The records follow. Copy each one exactly.

===== Supplied material =====

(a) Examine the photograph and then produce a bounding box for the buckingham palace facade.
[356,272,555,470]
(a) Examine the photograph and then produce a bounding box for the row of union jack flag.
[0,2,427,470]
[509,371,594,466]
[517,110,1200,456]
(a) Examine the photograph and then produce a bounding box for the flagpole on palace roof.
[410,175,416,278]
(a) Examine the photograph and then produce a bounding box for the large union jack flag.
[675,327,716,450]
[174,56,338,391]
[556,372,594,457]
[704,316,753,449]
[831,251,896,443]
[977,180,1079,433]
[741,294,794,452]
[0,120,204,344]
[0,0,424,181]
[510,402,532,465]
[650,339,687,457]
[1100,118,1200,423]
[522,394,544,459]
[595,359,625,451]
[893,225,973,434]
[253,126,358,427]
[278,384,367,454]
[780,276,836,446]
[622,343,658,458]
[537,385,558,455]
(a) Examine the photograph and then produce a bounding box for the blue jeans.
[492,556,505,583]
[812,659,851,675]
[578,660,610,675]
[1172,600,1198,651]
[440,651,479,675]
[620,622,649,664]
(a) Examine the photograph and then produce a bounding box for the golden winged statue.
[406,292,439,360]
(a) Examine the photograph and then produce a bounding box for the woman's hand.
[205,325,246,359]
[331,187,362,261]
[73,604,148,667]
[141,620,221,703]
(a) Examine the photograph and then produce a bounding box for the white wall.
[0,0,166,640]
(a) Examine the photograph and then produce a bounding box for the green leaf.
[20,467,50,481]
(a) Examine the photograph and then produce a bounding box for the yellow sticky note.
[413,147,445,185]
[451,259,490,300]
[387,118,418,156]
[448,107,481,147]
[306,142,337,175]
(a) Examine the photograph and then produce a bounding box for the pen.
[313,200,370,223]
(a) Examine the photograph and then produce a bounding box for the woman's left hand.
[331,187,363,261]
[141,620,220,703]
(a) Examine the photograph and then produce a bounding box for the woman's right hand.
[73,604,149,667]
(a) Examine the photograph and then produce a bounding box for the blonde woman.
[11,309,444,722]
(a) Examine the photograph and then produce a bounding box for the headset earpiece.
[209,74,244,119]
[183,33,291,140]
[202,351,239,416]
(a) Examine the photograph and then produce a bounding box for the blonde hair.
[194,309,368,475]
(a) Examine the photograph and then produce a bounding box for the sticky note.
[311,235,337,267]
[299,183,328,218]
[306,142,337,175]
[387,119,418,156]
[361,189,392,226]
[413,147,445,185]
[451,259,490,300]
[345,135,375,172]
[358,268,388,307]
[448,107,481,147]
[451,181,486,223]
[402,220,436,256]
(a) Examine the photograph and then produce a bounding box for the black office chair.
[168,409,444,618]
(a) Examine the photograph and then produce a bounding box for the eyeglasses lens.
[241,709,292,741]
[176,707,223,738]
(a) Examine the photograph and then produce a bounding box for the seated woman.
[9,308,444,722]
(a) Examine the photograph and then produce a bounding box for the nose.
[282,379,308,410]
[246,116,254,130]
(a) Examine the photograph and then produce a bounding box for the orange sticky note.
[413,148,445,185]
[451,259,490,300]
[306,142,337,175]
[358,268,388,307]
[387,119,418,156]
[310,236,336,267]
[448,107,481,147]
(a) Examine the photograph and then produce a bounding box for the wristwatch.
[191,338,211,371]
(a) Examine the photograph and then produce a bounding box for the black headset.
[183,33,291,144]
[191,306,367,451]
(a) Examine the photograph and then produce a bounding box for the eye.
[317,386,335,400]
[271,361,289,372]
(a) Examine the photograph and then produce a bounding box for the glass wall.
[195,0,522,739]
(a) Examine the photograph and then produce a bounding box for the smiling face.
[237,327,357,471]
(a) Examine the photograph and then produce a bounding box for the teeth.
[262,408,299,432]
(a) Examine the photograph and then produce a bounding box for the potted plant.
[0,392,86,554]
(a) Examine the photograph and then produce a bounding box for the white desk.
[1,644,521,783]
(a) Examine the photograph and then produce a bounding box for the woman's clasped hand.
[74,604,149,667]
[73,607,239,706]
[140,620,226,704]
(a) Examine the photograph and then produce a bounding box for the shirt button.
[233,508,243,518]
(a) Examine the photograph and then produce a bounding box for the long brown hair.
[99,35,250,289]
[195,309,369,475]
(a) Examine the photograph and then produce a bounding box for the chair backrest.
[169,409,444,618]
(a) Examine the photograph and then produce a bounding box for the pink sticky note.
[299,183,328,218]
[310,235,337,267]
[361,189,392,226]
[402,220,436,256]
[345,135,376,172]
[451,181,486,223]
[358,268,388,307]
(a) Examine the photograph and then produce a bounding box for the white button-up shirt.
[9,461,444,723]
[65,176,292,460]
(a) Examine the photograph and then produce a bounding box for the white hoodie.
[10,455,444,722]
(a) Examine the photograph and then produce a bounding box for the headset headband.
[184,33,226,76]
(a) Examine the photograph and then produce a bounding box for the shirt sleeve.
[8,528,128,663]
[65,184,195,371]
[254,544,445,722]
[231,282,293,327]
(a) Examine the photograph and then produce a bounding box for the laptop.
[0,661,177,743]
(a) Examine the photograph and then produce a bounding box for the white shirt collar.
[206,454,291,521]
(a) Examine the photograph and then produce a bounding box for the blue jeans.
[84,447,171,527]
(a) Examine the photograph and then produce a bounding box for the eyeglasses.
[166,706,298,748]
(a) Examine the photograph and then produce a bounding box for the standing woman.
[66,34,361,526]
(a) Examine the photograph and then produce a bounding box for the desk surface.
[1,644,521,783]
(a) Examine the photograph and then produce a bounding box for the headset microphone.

=====

-- Expected answer --
(a) Examine the photograph and then produce a bounding box for the buckingham palace facade.
[356,272,555,470]
(a) Examine the photograph and then produce a bounding box for the row of union jack flag.
[0,2,427,470]
[509,371,594,466]
[517,110,1200,456]
(a) Examine the photograph and then produce a bounding box for the flagpole on palace roof.
[410,175,416,278]
(a) Examine the photograph and then produce a bounding box for the large union jack flag.
[675,327,716,450]
[174,56,338,391]
[556,372,594,457]
[704,316,753,449]
[831,251,896,443]
[977,180,1079,433]
[741,294,794,452]
[0,120,204,344]
[0,0,424,181]
[510,402,532,465]
[650,339,687,457]
[1100,118,1200,423]
[522,394,544,459]
[595,359,625,451]
[893,225,973,434]
[253,126,358,427]
[278,384,367,454]
[780,276,836,446]
[622,343,658,458]
[537,385,558,455]
(a) Examine the photograph and then produce a bounding box for the blue jeans.
[492,556,505,583]
[812,659,851,675]
[578,660,610,675]
[1172,600,1198,651]
[440,651,479,675]
[620,622,649,664]
(a) Examine the photograph and then produce a bounding box for the golden winged statue.
[406,292,439,360]
(a) Examine the photograph and then produce a bounding box for the woman's hand.
[205,325,246,359]
[331,187,362,261]
[73,604,148,667]
[141,620,221,703]
(a) Examine the photograph and then produce a bounding box for the white wall.
[0,0,166,640]
(a) Examine the photograph and then produce a bounding box for the green leaf.
[20,467,50,481]
(a) Examine the photograph and then produce a bounding box for the yellow sticky note.
[413,147,445,185]
[451,259,490,300]
[387,118,418,156]
[448,107,481,147]
[306,142,337,175]
(a) Examine the photograph and then produce a bounding box for the pen.
[313,200,370,223]
(a) Examine the photograph and then produce a bounding box for the woman's left hand.
[331,187,363,261]
[141,620,220,703]
(a) Examine the photograph and then produce a bounding box for the woman's right hand.
[73,604,149,667]
(a) Examine the photograph and then produce a bounding box for the blonde woman.
[11,309,444,722]
(a) Examine the photograph and then produce a bounding box for the headset earpiece.
[209,74,244,119]
[183,33,291,140]
[202,351,239,416]
(a) Examine the photograph and then produce a bounding box for the blonde hair.
[194,309,368,475]
(a) Examine the photograph and then produce a bounding box for the sticky note.
[311,235,337,267]
[299,183,328,218]
[306,142,337,175]
[387,119,418,156]
[361,189,392,226]
[413,147,445,185]
[451,259,490,300]
[345,135,375,172]
[358,268,388,307]
[448,107,481,147]
[451,181,486,223]
[402,220,436,256]
(a) Examine the photograph and then produce a bounding box for the black office chair.
[168,409,444,618]
(a) Examine the photograph and then produce a bounding box for the eyeglasses lens.
[241,709,292,741]
[176,707,223,738]
(a) Examine the photograph and then produce a bounding box for the seated woman.
[9,308,444,722]
(a) Examine the photograph and then produce a bounding box for the nose.
[282,379,308,410]
[246,116,254,130]
(a) Examine the photograph and then produce a bounding box for the orange sticky note.
[413,148,445,185]
[451,259,490,300]
[306,142,337,175]
[358,268,388,307]
[387,119,418,156]
[310,236,336,267]
[448,107,481,147]
(a) Examine the photograph and then produce a bounding box for the wristwatch.
[191,338,211,371]
(a) Examine the photograph and then produce a bounding box for the black headset.
[183,33,291,144]
[191,306,367,451]
(a) Examine the photograph and then produce a bounding box for the eye.
[317,386,335,400]
[271,361,289,372]
(a) Examine the photograph and then produce a bounding box for the glass wall.
[195,0,522,739]
(a) Examine the photograph and then produce a bounding box for the smiling face.
[237,327,357,471]
(a) Examine the photograph and then produce a bounding box for the teeth.
[262,408,299,432]
(a) Examine the photograph and then produce a bounding box for the potted plant.
[0,392,86,554]
(a) Examine the photograph and then produce a bounding box for the white desk.
[1,644,521,783]
(a) Examine the photograph and then produce a bounding box for the woman's clasped hand.
[74,604,149,667]
[73,607,239,706]
[140,620,226,704]
(a) Examine the photograph and then produce a bounding box for the shirt button.
[233,508,243,518]
(a) Examine the photograph and then produce a bounding box for the long brown hair.
[99,35,250,289]
[195,309,369,475]
(a) Examine the photograph and then produce a bounding box for the chair backrest.
[169,409,444,618]
(a) Examine the photograph and then produce a bounding box for the pink sticky note.
[299,183,328,218]
[310,235,337,267]
[361,189,392,226]
[402,220,436,256]
[345,135,376,172]
[451,181,486,223]
[358,268,388,307]
(a) Examine the photograph and then produce a bounding box for the white button-up shirt.
[9,461,444,723]
[65,176,292,460]
(a) Examine the photograph and then produce a bounding box for the white hoodie.
[10,455,444,722]
(a) Examine the photograph and then produce a bounding box for the headset headband.
[184,33,226,76]
(a) Examine the photograph and then produce a bounding box for the shirt sleeve.
[8,528,128,663]
[65,184,195,371]
[254,544,445,722]
[231,282,293,327]
(a) Examine the photograph and then produce a bounding box for the laptop.
[0,661,177,743]
(a) Examine the photograph and then produce a bounding box for the white shirt collar.
[206,454,291,521]
(a) Examine the photograph and then produce a bounding box for the blue jeans.
[84,447,171,527]
(a) Examine the photograph and then produce a bounding box for the eyeglasses.
[166,706,298,748]
(a) Examine the photograph and then produce a bounding box for the standing woman.
[66,34,361,526]
(a) Examine the photograph and then produce a bounding box for the desk surface.
[1,644,521,783]
(a) Examine the photograph and then produce a bounding box for the headset microphone.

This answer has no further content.